*MATERIAL TO PROCESS*.
================================
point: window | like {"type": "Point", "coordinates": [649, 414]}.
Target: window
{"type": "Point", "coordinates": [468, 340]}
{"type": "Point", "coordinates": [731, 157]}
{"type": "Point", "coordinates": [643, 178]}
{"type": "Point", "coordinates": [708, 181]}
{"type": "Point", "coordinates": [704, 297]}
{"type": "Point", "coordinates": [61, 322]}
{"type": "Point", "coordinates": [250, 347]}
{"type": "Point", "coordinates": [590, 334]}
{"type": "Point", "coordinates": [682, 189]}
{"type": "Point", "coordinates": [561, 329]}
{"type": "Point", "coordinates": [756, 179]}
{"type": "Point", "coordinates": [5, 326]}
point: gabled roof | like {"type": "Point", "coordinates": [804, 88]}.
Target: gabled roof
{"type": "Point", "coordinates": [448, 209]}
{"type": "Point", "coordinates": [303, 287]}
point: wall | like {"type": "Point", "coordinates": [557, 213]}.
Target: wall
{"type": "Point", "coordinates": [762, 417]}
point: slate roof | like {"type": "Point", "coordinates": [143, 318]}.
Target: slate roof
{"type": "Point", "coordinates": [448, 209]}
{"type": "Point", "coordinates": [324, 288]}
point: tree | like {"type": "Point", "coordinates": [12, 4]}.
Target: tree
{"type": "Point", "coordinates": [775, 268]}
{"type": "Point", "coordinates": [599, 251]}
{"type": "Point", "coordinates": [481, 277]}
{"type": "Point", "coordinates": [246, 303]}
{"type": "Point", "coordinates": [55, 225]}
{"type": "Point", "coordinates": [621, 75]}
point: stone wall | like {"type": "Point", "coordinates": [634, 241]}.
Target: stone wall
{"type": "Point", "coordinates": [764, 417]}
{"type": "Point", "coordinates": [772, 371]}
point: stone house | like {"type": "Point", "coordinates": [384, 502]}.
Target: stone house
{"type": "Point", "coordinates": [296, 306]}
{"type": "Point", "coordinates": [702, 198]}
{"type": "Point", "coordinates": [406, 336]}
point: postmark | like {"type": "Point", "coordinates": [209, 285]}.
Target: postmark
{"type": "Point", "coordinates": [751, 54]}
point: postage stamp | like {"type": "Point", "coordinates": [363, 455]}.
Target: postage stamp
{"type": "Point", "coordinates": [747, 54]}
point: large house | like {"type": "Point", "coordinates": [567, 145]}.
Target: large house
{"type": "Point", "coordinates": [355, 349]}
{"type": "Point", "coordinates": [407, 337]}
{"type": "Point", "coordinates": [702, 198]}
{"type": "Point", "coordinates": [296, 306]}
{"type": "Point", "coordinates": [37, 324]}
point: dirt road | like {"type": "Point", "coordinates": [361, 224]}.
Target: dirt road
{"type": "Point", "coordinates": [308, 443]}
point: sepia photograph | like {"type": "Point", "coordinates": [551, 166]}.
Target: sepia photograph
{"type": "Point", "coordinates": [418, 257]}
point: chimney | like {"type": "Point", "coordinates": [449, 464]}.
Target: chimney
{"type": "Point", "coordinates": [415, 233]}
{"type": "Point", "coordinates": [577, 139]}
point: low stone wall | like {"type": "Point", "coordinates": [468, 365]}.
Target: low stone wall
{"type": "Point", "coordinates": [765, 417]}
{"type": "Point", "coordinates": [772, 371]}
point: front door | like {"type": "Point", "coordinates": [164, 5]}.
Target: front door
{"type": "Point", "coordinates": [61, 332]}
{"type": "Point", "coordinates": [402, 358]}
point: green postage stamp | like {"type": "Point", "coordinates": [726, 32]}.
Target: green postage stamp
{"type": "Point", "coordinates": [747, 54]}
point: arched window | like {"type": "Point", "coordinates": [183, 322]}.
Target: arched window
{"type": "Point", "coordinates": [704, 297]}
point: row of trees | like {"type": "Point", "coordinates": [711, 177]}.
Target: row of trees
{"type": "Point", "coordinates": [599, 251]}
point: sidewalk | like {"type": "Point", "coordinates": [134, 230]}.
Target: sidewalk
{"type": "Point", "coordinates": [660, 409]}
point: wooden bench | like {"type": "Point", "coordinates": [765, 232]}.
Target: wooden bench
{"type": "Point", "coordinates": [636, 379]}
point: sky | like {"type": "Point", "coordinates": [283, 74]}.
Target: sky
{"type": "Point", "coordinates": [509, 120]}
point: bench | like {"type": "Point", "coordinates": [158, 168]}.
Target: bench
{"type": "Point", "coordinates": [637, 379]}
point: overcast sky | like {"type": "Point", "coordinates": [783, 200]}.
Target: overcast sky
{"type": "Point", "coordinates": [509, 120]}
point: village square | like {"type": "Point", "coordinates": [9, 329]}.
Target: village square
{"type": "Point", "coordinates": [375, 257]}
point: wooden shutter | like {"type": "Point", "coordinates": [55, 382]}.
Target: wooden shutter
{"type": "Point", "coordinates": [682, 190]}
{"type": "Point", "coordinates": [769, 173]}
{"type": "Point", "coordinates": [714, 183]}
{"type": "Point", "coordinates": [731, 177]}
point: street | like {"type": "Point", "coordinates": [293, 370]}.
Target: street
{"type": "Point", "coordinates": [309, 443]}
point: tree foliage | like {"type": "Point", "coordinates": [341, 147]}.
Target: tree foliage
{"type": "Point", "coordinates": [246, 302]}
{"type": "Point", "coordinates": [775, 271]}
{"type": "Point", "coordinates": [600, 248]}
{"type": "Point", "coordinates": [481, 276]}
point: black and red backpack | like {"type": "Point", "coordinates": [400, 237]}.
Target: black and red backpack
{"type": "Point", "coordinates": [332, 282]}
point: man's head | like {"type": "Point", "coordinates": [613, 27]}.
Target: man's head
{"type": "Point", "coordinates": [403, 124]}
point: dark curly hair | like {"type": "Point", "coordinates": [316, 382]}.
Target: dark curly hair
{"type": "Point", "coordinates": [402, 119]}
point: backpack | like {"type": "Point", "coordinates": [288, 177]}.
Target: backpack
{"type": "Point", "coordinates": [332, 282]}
================================
*EXERCISE DESCRIPTION*. Could you give again exactly the lines from the line containing "point: black and" through the final line of the data above, and no others?

*COMPLETED EXERCISE*.
point: black and red backpack | like {"type": "Point", "coordinates": [400, 237]}.
Target: black and red backpack
{"type": "Point", "coordinates": [332, 282]}
point: man's head | like {"type": "Point", "coordinates": [613, 27]}.
Target: man's head
{"type": "Point", "coordinates": [403, 124]}
point: dark curly hair | like {"type": "Point", "coordinates": [316, 382]}.
Target: dark curly hair
{"type": "Point", "coordinates": [402, 119]}
point: backpack | like {"type": "Point", "coordinates": [288, 177]}.
Target: backpack
{"type": "Point", "coordinates": [332, 282]}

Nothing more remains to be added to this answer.